Prima mengajukan dua gugatan ke PTUN, pertama yang dijadikan obyek gugatan adalah berita acara (BA) verifikasi administrasi yang putusannya gugatan tidak diterima. Partai yang diketuai Agus Jabo Priyono itu kemudian mengajukan gugatan lagi ke PTUN dengan obyek sengketa SK KPU 518, tetapi lagi-lagi gugatannya tidak diterima. Prima kemudian mengajukan PK atas putusan dari gugatan yang kedua itu dan kini masih belum diputus.
ADRYAN YOGA PARAMADWYA
Suasana konferensi pers Partai Rakyat Adil Makmur (Prima) terkait isu penundaan pemilu di Kantor DPP Prima, Jakarta, Jumat (3/3/2023).
Adapun PKP, lanjut Afifuddin, mengajukan perlawanan ke PTUN atas gugatan terhadap BA hasil verifikasi faktual yang hasilnya gugatan tidak diterima. PKP kembali melakukan perlawanan atas putusan PTUN dan menginginkan agar hakim menyatakan PTUN berwenang memeriksa dan memutus gugatan dengan obyek sengketa BA.
Atas dua perkara yang masih berproses tersebut, Afifuddin optimistis gugatan kedua parpol yang tidak lolos verifikasi administrasi itu tidak diterima. Sebab, seluruh sengketa proses yang diajukan tujuh parpol ke PTUN putusannya tidak diterima. Adapun yang mengajukan sengketa proses ke PTUN adalah Partai Republik, Berkarya, Parsindo, Masyumi, Perkasa, Pandai, Prima, dan PKP.
Parpol yang tidak lolos sebagai peserta pemilu akan terus berupaya memperoleh keadilan yang diinginkan ke semua jalur yang diyakini bisa memenangkannya. Namun, lembaga peradilan yang tidak memiliki kompetensi dan bukan bagian dari sistem penegakan hukum pemilu semestinya menahan diri untuk tidak mencampuri ranah kepemiluan.

**CUPLIKAN DATA:**
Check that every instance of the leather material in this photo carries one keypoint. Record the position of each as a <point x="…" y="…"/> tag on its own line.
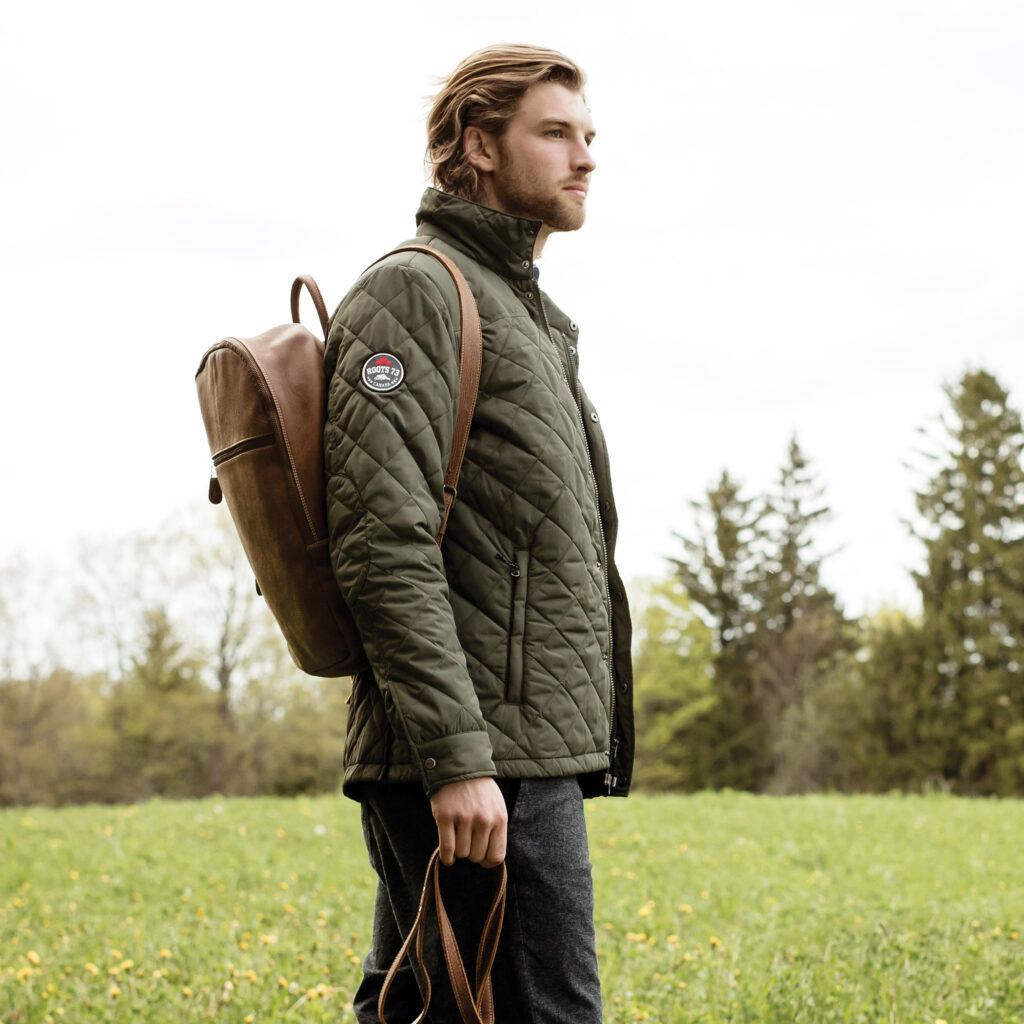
<point x="263" y="403"/>
<point x="493" y="656"/>
<point x="474" y="1008"/>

**PETUNJUK:**
1. Menurut kutipan teks, siapa ketua Partai Prima?
2. Perbarui bagian kutipan teks dari "Parpol yang tidak lolos sebagai" sampai dengan "mencampuri ranah kepemiluan." dengan mengganti "lembaga peradilan" menjadi "pengadilan".

**JAWABAN:**
1. Agus Jabo Priyono.

2.
Parpol yang tidak lolos sebagai peserta pemilu akan terus berupaya memperoleh keadilan yang diinginkan ke semua jalur yang diyakini bisa memenangkannya. Namun, pengadilan yang tidak memiliki kompetensi dan bukan bagian dari sistem penegakan hukum pemilu semestinya menahan diri untuk tidak mencampuri ranah kepemiluan.